━━━ THE DATA
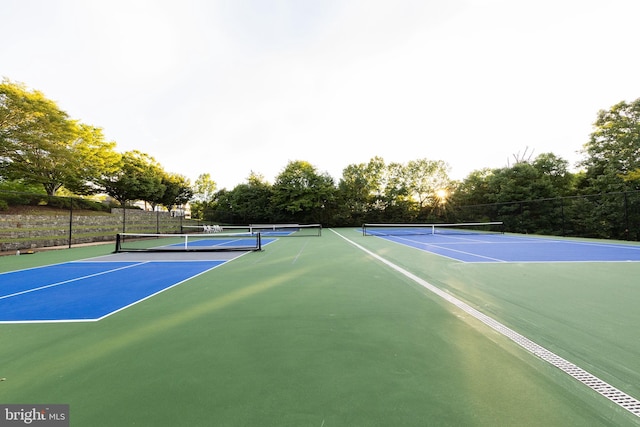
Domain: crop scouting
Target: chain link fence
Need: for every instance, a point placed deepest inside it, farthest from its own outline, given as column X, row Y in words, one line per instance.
column 31, row 221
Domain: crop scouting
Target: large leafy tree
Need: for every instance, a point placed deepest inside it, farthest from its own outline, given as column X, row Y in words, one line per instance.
column 612, row 155
column 138, row 178
column 177, row 191
column 425, row 179
column 40, row 144
column 301, row 193
column 34, row 137
column 204, row 194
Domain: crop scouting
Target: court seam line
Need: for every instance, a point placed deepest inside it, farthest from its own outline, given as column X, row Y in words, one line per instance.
column 603, row 388
column 158, row 292
column 498, row 260
column 75, row 279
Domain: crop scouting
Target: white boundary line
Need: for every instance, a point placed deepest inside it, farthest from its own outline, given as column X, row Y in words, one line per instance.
column 618, row 397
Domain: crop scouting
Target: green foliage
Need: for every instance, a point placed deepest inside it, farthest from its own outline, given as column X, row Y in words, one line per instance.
column 300, row 193
column 139, row 177
column 40, row 144
column 177, row 191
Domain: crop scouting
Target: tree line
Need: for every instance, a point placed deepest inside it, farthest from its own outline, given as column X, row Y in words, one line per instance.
column 41, row 147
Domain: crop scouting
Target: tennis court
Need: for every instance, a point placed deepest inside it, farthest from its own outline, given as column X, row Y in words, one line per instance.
column 340, row 330
column 469, row 246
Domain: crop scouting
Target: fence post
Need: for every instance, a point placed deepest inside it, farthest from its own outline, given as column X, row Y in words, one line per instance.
column 70, row 221
column 626, row 216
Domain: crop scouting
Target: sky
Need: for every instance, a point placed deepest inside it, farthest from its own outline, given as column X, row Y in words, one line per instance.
column 234, row 87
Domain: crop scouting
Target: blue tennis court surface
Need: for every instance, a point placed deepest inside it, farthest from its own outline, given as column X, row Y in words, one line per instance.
column 509, row 248
column 88, row 291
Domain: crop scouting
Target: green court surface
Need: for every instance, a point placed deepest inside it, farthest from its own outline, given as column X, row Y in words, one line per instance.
column 316, row 332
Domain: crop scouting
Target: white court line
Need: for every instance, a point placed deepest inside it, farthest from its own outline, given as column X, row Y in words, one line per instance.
column 446, row 248
column 605, row 389
column 75, row 279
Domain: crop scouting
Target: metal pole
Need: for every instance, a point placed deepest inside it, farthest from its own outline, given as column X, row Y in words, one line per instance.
column 70, row 220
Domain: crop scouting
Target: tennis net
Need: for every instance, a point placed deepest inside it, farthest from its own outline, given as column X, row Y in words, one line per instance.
column 139, row 242
column 494, row 227
column 272, row 230
column 287, row 230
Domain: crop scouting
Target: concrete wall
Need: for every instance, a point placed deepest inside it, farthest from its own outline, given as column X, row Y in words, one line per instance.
column 19, row 232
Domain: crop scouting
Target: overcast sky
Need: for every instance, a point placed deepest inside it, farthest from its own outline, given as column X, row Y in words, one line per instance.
column 227, row 87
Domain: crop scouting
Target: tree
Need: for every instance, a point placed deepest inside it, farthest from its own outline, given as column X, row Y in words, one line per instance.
column 424, row 179
column 300, row 193
column 39, row 144
column 34, row 137
column 613, row 151
column 177, row 191
column 138, row 178
column 204, row 193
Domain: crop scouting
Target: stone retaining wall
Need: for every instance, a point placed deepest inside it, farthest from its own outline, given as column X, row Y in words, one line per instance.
column 20, row 232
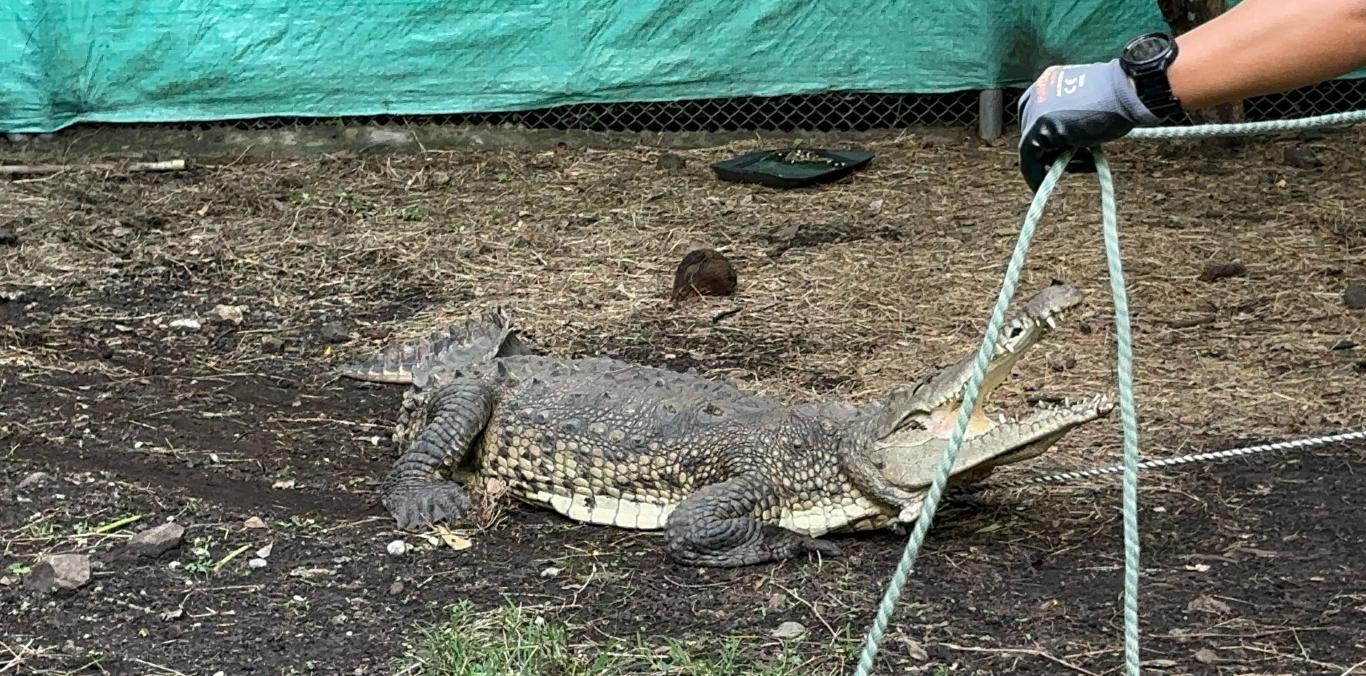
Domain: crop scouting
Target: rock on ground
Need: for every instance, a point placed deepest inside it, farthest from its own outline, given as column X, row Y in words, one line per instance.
column 59, row 572
column 1354, row 297
column 156, row 541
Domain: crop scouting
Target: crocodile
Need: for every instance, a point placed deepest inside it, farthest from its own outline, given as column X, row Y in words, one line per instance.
column 730, row 477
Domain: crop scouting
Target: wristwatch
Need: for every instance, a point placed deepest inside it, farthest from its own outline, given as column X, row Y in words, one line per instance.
column 1146, row 59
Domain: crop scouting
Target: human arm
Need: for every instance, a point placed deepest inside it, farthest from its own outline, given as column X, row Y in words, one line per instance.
column 1258, row 47
column 1264, row 47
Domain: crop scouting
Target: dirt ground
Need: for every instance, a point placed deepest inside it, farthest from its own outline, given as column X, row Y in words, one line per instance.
column 241, row 432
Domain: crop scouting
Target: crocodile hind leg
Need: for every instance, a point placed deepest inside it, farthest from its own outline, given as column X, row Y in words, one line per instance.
column 715, row 526
column 413, row 492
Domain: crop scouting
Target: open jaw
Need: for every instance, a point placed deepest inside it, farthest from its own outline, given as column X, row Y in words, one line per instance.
column 914, row 448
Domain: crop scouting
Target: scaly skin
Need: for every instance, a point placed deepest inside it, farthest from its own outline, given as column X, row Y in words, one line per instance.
column 732, row 478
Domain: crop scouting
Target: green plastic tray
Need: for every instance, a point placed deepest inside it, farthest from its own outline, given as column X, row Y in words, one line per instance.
column 794, row 167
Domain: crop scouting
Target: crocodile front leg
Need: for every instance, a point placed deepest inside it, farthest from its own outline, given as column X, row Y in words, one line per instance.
column 715, row 527
column 413, row 492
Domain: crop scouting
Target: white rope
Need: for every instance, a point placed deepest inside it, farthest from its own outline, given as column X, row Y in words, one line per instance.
column 1169, row 462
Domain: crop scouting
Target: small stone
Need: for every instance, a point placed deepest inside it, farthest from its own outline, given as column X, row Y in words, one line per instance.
column 1354, row 297
column 59, row 572
column 1301, row 157
column 1206, row 656
column 1215, row 272
column 156, row 541
column 272, row 343
column 704, row 272
column 333, row 332
column 670, row 161
column 33, row 480
column 228, row 313
column 1205, row 604
column 915, row 650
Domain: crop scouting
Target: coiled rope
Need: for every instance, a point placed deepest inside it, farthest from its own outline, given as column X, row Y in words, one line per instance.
column 1109, row 226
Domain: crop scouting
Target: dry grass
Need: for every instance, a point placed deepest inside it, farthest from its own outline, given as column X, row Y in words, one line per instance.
column 581, row 246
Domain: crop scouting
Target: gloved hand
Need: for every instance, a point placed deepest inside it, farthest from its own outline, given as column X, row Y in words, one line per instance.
column 1075, row 107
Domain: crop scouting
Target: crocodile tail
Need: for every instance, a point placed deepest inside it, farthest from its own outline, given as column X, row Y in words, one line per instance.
column 474, row 340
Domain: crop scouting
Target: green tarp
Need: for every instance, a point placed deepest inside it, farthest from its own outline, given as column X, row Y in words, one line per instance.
column 172, row 60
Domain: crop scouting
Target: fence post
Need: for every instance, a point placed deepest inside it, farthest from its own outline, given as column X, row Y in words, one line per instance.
column 991, row 114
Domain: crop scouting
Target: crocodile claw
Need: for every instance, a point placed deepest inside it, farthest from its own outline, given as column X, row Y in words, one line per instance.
column 422, row 505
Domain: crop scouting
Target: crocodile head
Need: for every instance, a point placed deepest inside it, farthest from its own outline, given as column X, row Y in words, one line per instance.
column 917, row 421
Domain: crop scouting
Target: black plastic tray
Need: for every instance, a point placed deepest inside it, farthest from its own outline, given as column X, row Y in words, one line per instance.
column 792, row 167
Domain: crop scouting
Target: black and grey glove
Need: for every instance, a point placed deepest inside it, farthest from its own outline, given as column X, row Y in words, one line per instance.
column 1075, row 107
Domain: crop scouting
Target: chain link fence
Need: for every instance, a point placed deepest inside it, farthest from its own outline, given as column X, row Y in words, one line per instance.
column 833, row 111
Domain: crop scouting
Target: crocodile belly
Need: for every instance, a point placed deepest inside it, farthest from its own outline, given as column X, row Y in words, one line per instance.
column 816, row 518
column 588, row 480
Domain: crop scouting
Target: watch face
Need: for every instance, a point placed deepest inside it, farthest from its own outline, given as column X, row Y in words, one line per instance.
column 1146, row 48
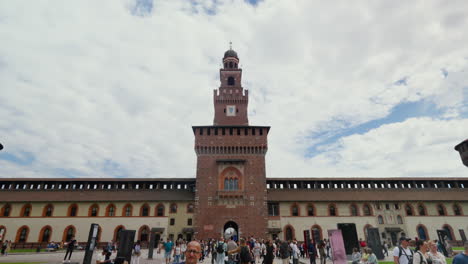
━━━━━━
SET PROBLEM =>
Reproduce the lines of the data listing above verbatim, starting at the first line and ending at the line containing "column 31, row 221", both included. Omit the pictures from your output.

SOLUTION =>
Domain: crop scouting
Target: chain link fence
Need: for every instance, a point placed deepest inside it, farthest from its own outline, given as column X, row Y in words, one line per instance.
column 31, row 221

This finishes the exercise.